▶ **Records supplied**
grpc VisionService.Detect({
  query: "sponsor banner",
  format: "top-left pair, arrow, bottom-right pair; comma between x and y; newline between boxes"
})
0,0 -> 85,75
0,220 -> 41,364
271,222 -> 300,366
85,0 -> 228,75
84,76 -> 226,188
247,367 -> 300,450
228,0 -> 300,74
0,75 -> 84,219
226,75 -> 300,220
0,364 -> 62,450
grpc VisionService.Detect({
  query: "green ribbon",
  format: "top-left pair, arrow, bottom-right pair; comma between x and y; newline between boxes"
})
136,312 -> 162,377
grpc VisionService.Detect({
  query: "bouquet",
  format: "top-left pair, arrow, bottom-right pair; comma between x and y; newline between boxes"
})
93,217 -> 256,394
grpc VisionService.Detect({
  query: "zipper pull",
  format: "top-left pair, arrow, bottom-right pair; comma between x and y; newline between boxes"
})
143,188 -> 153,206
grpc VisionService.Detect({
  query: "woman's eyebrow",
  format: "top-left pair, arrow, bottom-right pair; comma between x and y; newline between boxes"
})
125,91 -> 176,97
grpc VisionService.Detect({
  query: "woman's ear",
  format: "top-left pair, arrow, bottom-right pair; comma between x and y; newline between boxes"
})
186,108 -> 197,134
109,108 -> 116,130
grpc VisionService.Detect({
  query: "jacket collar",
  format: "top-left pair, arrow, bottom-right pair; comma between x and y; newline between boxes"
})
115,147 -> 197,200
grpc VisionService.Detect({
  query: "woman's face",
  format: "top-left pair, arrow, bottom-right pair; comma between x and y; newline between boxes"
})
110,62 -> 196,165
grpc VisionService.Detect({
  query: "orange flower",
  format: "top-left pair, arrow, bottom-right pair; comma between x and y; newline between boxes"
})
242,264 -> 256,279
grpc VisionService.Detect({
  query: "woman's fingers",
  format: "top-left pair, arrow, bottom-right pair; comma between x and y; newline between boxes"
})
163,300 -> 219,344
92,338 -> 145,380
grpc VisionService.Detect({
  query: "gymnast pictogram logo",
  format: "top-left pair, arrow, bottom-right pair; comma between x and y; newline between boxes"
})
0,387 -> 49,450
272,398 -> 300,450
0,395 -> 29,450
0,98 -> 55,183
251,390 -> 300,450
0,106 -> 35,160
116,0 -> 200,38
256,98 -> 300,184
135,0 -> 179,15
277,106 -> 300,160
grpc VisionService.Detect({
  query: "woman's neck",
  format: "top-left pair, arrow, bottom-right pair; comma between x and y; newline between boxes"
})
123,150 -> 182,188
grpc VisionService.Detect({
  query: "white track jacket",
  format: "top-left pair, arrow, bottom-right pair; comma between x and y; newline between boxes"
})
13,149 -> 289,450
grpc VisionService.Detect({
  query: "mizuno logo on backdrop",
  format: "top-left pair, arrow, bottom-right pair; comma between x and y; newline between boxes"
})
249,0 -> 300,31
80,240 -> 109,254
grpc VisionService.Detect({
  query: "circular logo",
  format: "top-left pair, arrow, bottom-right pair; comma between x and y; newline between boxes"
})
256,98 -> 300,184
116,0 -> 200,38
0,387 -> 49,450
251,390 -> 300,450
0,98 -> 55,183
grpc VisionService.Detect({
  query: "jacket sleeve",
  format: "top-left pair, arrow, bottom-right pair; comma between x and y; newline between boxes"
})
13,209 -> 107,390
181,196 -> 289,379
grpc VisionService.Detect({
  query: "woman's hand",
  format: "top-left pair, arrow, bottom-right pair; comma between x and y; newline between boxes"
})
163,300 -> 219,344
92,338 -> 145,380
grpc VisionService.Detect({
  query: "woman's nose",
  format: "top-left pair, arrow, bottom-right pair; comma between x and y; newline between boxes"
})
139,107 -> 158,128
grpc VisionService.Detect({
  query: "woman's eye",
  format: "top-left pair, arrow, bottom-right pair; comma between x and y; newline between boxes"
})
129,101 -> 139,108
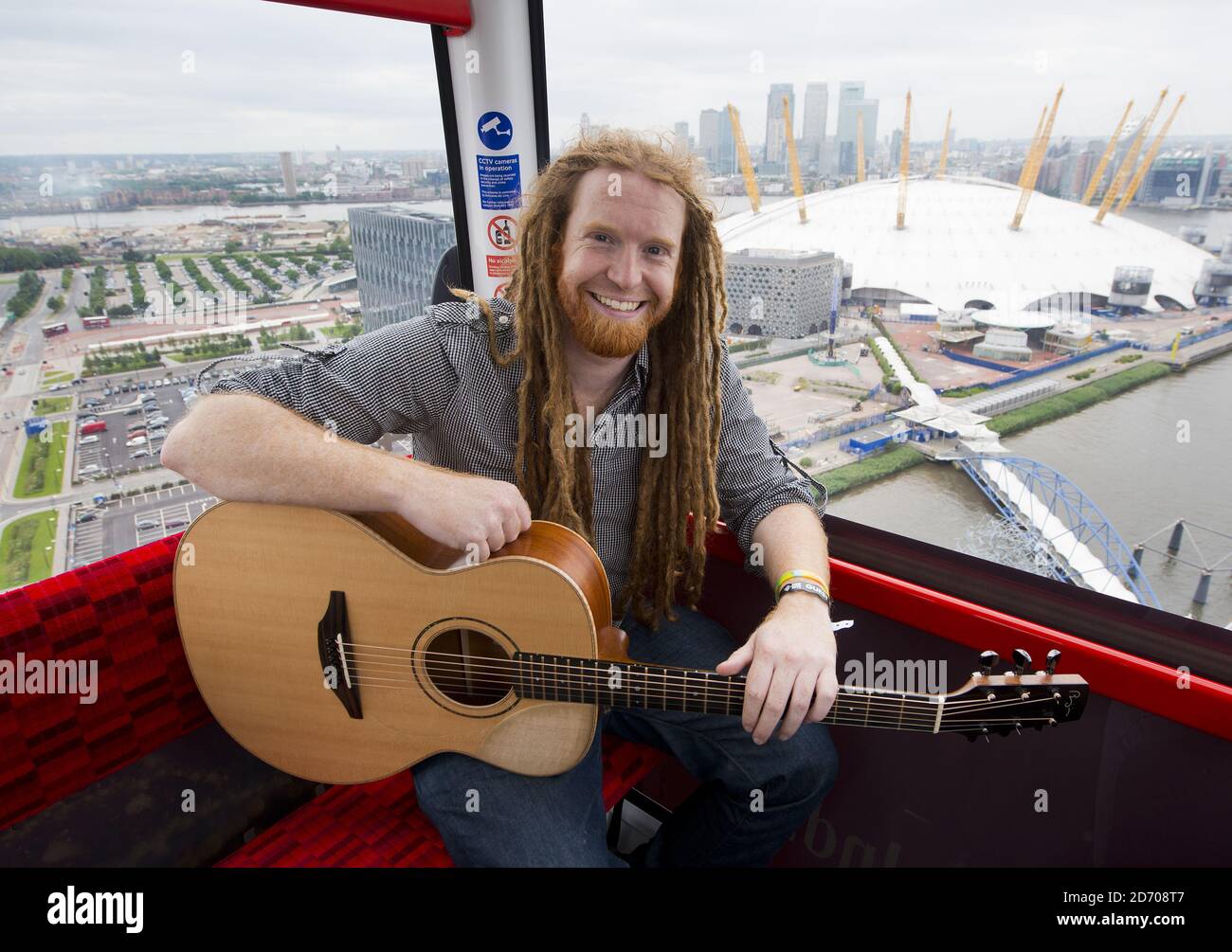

▶ **Exercise goal**
Rewrite all the records above, changing every "woman's" to "athlete's" and keeping everything else the same. Leave the pictures out.

▶ **Result below**
grpc VisionService.Detect({
  query: "sponsor banner",
  format: "top-left pair, arrow, bottom-right pair; comma between x and y; newline between boxes"
})
0,0 -> 85,75
0,220 -> 41,364
271,222 -> 300,366
85,0 -> 228,75
84,76 -> 226,188
247,367 -> 300,450
228,0 -> 300,74
0,75 -> 84,219
226,75 -> 300,220
0,364 -> 62,450
grpc VisionService.Detect({
  query: "green ribbon",
  format: "top-left pair, arrow, bottom-right pair; comma between x and y; newline between boxes"
})
136,312 -> 162,377
grpc VisionService.Detect({
  query: "bouquet",
  format: "top-left pair, arrow, bottom-right pair; comma between x and y; newline between boxes"
})
93,217 -> 256,394
grpc VisionService.Detect({
  query: "zipper pull",
  format: "top-left pair, arrow, bottom-right pair; comma between x and y; newline between boxes"
})
143,188 -> 153,206
grpc VisionService.Detect({
  query: "athlete's eyebrow",
  format: "top-left pair, arrow, bottom-right pair; comma between x and y; newline between boxes"
})
125,91 -> 176,97
grpc VisionService.Detect({
  query: "athlete's ear",
  format: "top-left pair, arrow, bottom-right pair; comma between x and y; newline between boxes"
})
186,108 -> 197,134
109,108 -> 116,130
grpc VisionService.Detect({
  query: "jacket collar",
  format: "top-left pair, arrow, bottom-right pair; comma between x and y; newline between boxes"
})
115,147 -> 197,200
grpc VisionService.Detect({
  query: "athlete's face",
  format: "top-left pair, arrow, bottom-right pair; comma between x and y; newline between boxes"
})
110,62 -> 196,165
grpc VisionService.Detect({
  query: "orange flower",
  format: "top-left pair, arrow, bottom-right pair; comma between x and y; newline between boxes"
})
242,264 -> 256,279
grpc VisionService.Detect({
  query: "athlete's fingers",
  format: "top-left pair, arrow, bottom-right pair; comma between x and y; newline between boxes"
})
163,300 -> 219,344
92,338 -> 145,380
grpc VisionService.Detect({
  query: "gymnast pictogram logo",
  format: "top-left pair, arrow, bottom-right pair; comma between x and y; newline between boxes"
})
0,387 -> 49,450
272,398 -> 300,450
0,395 -> 29,450
0,98 -> 55,183
251,390 -> 300,450
0,106 -> 35,160
116,0 -> 200,38
256,98 -> 300,184
135,0 -> 179,15
277,106 -> 300,160
grpc VisionService.Detect({
  query: "athlete's neck",
  format: "top-left pair, arrow, bottom-right pair; comma between x and y; newline between boxes"
})
123,150 -> 182,188
grpc VisionService.Detect({
  query: "white track jacket",
  format: "top-left pair, arrow, bottom-right pair; comma between x and y; newline between boxes"
})
13,149 -> 289,450
grpc VisionService.Detect({
  query: "mizuno logo on backdrop",
  format: "top-left pair, arrow, bottom-right pair; comma between x and y; newline between boxes"
})
249,0 -> 300,31
80,240 -> 109,254
grpc VisionService.Detect({
  query: "circular logo",
  format: "top-left pair, arrow, bottom-right pair; comma between x and y; newline between boxes"
})
256,98 -> 300,184
116,0 -> 200,38
0,387 -> 49,450
251,390 -> 300,450
0,98 -> 55,183
grpc VisionService.Detect({
  query: "jacket sleeve",
  format: "top-left pair, arrow, bottom-right pair; comma between x and y; newline between boxes"
})
13,209 -> 107,390
181,196 -> 289,379
grpc VisionService.Detect({
  query: "athlete's hand",
  format: "top-left pair, arrow, bottom-right pair; comma between x and y; newline between boxes"
})
163,300 -> 219,344
92,338 -> 145,380
grpc VisionService.Detect({
  query: "athlete's nose",
  format: "top-left pair, arrow, bottom-right pair; comma between x and y; newline between boxes"
})
139,107 -> 158,128
grpc VisionService.Detect({
  query: "athlete's eye",
  format: "top-left pair, arrow, bottom-right pair; comma between x and y; newline between boxes"
})
129,101 -> 139,108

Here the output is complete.